━━━━━ Text ━━━━━

Each env maintains its own uv.lock:

  • docker/uv.lock.core
  • docker/uv.lock.asr
  • docker/uv.lock.tts

docker build uses --frozen to fail the build if lockfiles drift from pyproject.toml.

CI regenerates lockfiles on a schedule (weekly) and opens a PR — keeps them fresh without surprising builds.

Dockerfile

One Dockerfile with six BuildKit targets:

  • target=slim: core env only, torch-cpu, ~13 GB
  • target=asr: core + asr env, ~48 GB
  • target=diarize: core + diarize env (pyannote only), ~32 GB
  • target=tts: core + tts env, ~44 GB
  • target=fish-speech: core + fish-speech env (isolated torch 2.8, S2 cached), ~57 GB
  • target=latest: all five envs merged, ~123 GB
FROM pytorch/pytorch:2.4.1-cuda12.4-cudnn9-runtime AS base
COPY --from=ghcr.io/astral-sh/uv:latest /uv /bin/uv
RUN apt-get update && apt-get install -y --no-install-recommends \
        build-essential python3-dev ffmpeg libsndfile1 espeak-ng sox \
    && rm -rf /var/lib/apt/lists/*

FROM base AS core-env
RUN uv venv /opt/voxkitchen/envs/core --python 3.11 && \
    uv pip install --python /opt/voxkitchen/envs/core/bin/python \
        -c docker/constraints/core.txt \
        -e ".[audio,segment,quality,pack,pitch,dnsmos,classify,enhance,codec,viz]"

━━━━━ Stored records ━━━━━

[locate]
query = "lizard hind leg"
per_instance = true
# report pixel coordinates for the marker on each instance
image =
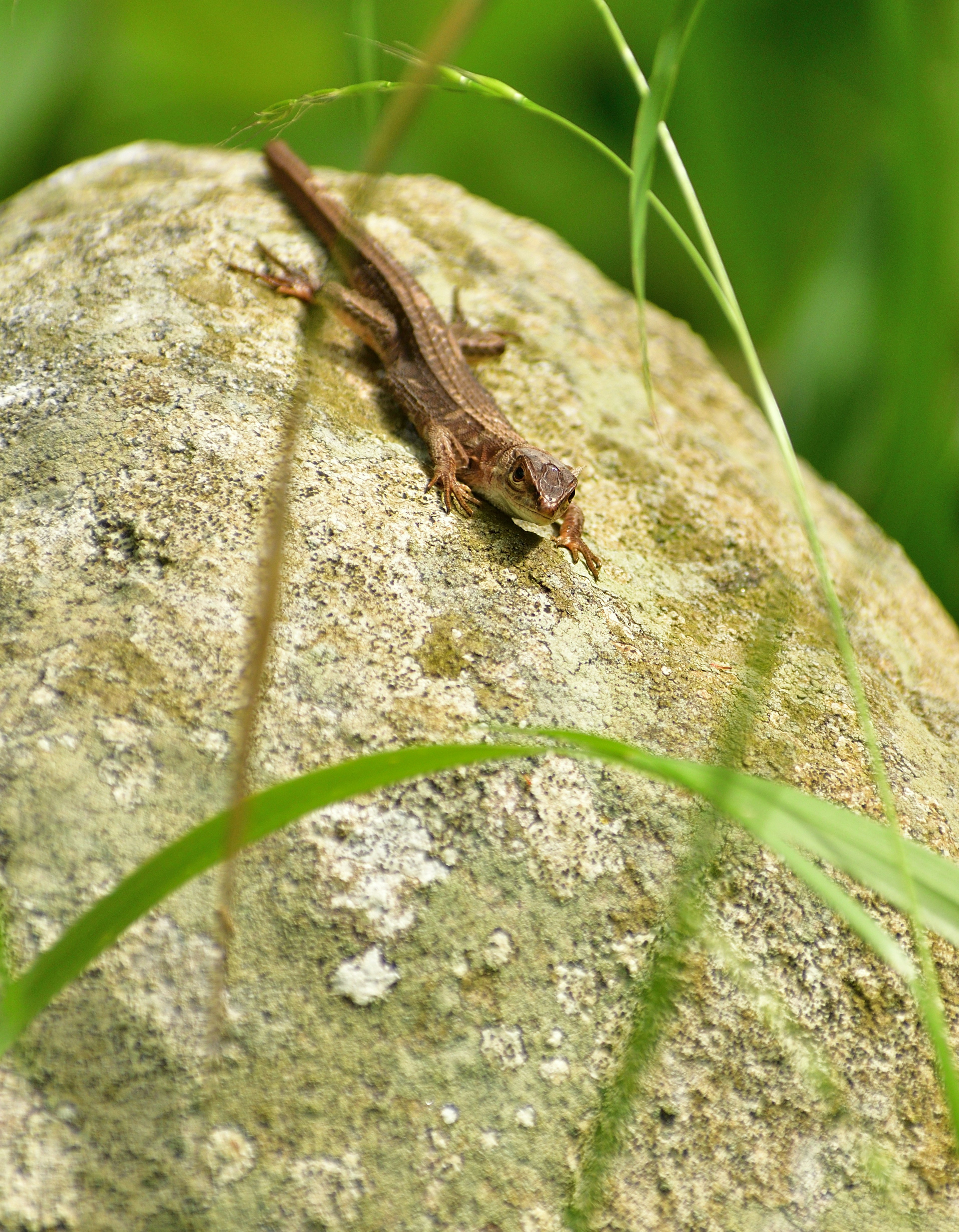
(475, 344)
(294, 283)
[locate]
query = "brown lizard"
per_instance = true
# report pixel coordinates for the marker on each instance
(474, 446)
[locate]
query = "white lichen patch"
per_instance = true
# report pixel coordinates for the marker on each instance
(163, 976)
(498, 949)
(39, 1161)
(555, 1071)
(379, 857)
(576, 990)
(567, 838)
(330, 1192)
(229, 1155)
(503, 1046)
(147, 394)
(365, 980)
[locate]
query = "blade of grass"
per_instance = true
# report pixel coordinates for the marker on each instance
(931, 1000)
(455, 24)
(363, 24)
(856, 844)
(653, 111)
(463, 81)
(203, 848)
(656, 995)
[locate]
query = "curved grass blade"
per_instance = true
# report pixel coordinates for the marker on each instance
(203, 848)
(363, 25)
(930, 1000)
(775, 812)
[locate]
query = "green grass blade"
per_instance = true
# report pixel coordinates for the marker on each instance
(915, 879)
(203, 848)
(623, 47)
(773, 811)
(930, 999)
(651, 114)
(363, 25)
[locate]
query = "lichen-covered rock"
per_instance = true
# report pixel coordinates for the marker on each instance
(427, 986)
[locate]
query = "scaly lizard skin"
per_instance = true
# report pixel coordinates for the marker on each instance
(474, 446)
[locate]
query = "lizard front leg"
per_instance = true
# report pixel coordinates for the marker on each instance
(448, 457)
(571, 538)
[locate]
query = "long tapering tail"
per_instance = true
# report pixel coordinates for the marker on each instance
(321, 214)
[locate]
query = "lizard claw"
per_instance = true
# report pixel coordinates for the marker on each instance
(574, 545)
(454, 493)
(294, 283)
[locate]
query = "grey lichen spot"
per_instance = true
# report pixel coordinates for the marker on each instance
(503, 1045)
(555, 1070)
(146, 391)
(330, 1191)
(498, 949)
(39, 1161)
(229, 1155)
(365, 980)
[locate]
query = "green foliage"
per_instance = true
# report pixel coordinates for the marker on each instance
(905, 470)
(823, 140)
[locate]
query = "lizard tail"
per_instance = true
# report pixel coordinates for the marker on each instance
(322, 214)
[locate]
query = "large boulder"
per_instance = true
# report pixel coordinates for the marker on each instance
(428, 986)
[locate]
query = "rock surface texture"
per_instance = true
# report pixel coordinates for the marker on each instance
(427, 986)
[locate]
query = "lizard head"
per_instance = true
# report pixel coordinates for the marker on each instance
(530, 485)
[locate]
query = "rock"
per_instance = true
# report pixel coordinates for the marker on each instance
(145, 387)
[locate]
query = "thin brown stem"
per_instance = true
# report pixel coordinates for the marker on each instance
(404, 106)
(268, 599)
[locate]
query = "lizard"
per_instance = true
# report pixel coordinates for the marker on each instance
(475, 449)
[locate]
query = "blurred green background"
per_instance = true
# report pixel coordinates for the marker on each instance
(823, 137)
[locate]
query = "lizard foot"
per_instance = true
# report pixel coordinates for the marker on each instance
(294, 283)
(454, 493)
(575, 546)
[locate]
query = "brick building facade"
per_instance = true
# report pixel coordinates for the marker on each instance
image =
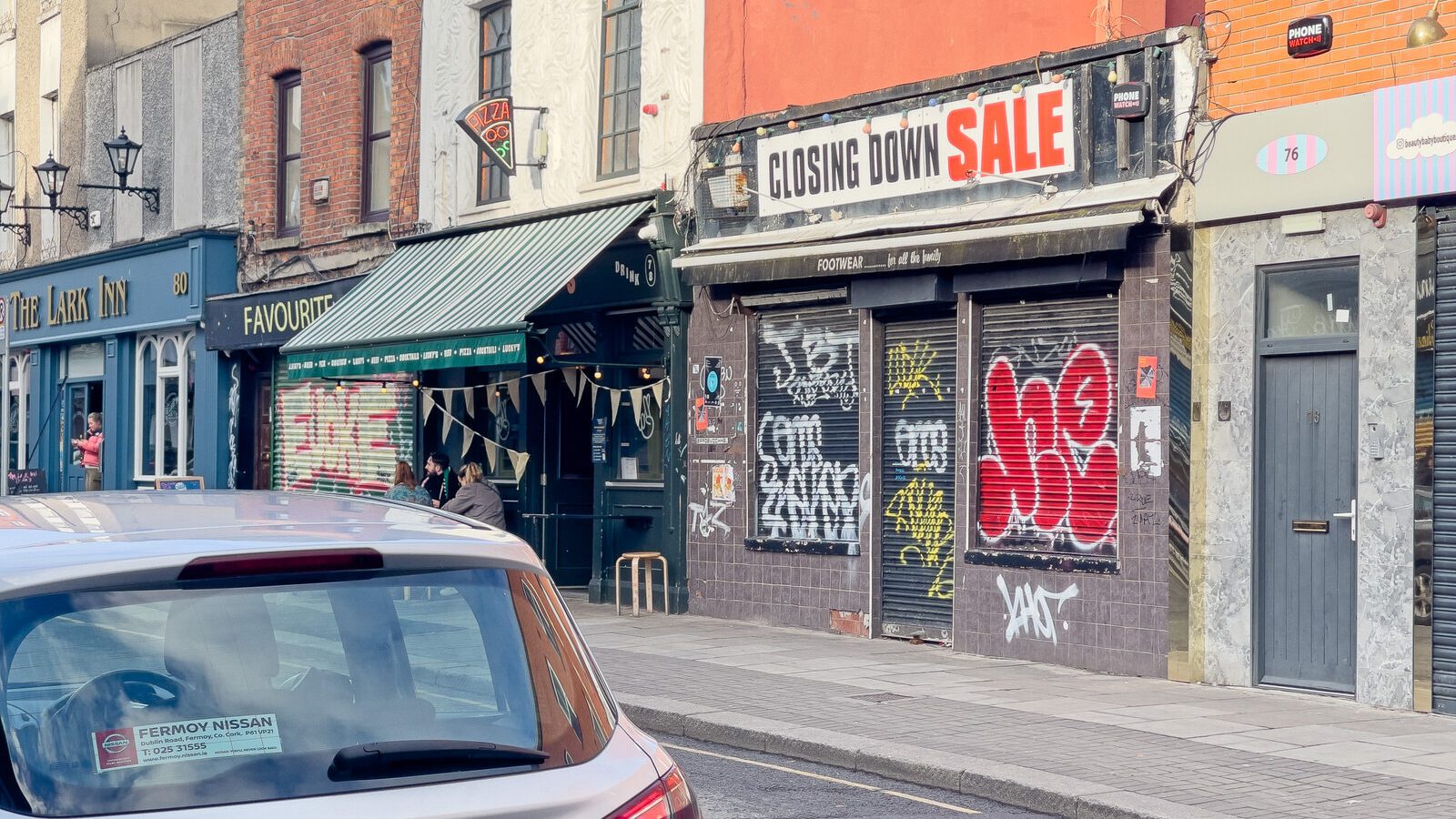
(327, 47)
(1254, 73)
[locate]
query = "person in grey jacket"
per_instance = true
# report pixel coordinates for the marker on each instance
(478, 497)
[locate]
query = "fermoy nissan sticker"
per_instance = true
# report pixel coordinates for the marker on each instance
(186, 741)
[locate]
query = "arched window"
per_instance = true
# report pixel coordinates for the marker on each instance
(167, 366)
(16, 409)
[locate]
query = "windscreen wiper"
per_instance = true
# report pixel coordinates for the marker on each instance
(424, 756)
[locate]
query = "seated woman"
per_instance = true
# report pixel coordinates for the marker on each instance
(405, 486)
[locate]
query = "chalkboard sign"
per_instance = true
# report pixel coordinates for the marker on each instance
(26, 481)
(599, 440)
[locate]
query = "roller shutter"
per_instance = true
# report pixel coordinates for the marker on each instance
(341, 440)
(917, 487)
(807, 436)
(1443, 480)
(1047, 467)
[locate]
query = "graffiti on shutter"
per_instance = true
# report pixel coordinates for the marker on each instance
(917, 533)
(1048, 460)
(341, 440)
(808, 489)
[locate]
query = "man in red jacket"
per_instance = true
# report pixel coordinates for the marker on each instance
(91, 452)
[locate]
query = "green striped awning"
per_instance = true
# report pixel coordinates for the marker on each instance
(468, 285)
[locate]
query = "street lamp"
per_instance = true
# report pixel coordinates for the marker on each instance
(21, 229)
(1427, 29)
(123, 153)
(53, 182)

━━━━━

Exercise instructions.
A - Which BuildKit targets does the Docker build text list?
B - In the Docker build text, how often does CI regenerate the lockfiles?
C - Continue the Docker build text from where it stops.

Answers to the tasks.
A - slim, asr, diarize, tts, fish-speech, latest

B - Weekly.

C -
# warmup + schema dump for core
RUN /opt/voxkitchen/envs/core/bin/python scripts/warmup_models.py --group core
RUN /opt/voxkitchen/envs/core/bin/python -m voxkitchen.runtime.dump_schemas \
        --env core --out /tmp/schemas_core.json

FROM core-env AS slim
# Just the vkit shim → core env, plus a minimal op_env_map.json & op_schemas.json
RUN /opt/voxkitchen/envs/core/bin/python -m voxkitchen.runtime.merge_schemas \
        /tmp/schemas_core.json --out /opt/voxkitchen/op_schemas.json
COPY docker/vkit-shim.sh /usr/local/bin/vkit
ENTRYPOINT ["vkit"]

FROM core-env AS asr-env
RUN uv venv /opt/voxkitchen/envs/asr --python 3.11 && \
    uv pip install --python /opt/voxkitchen/envs/asr/bin/python \
        -c docker/constraints/asr.txt \
        -e ".[audio,segment,quality,pack,pitch,dnsmos,classify,enhance,codec,viz,asr,whisper,funasr,align]"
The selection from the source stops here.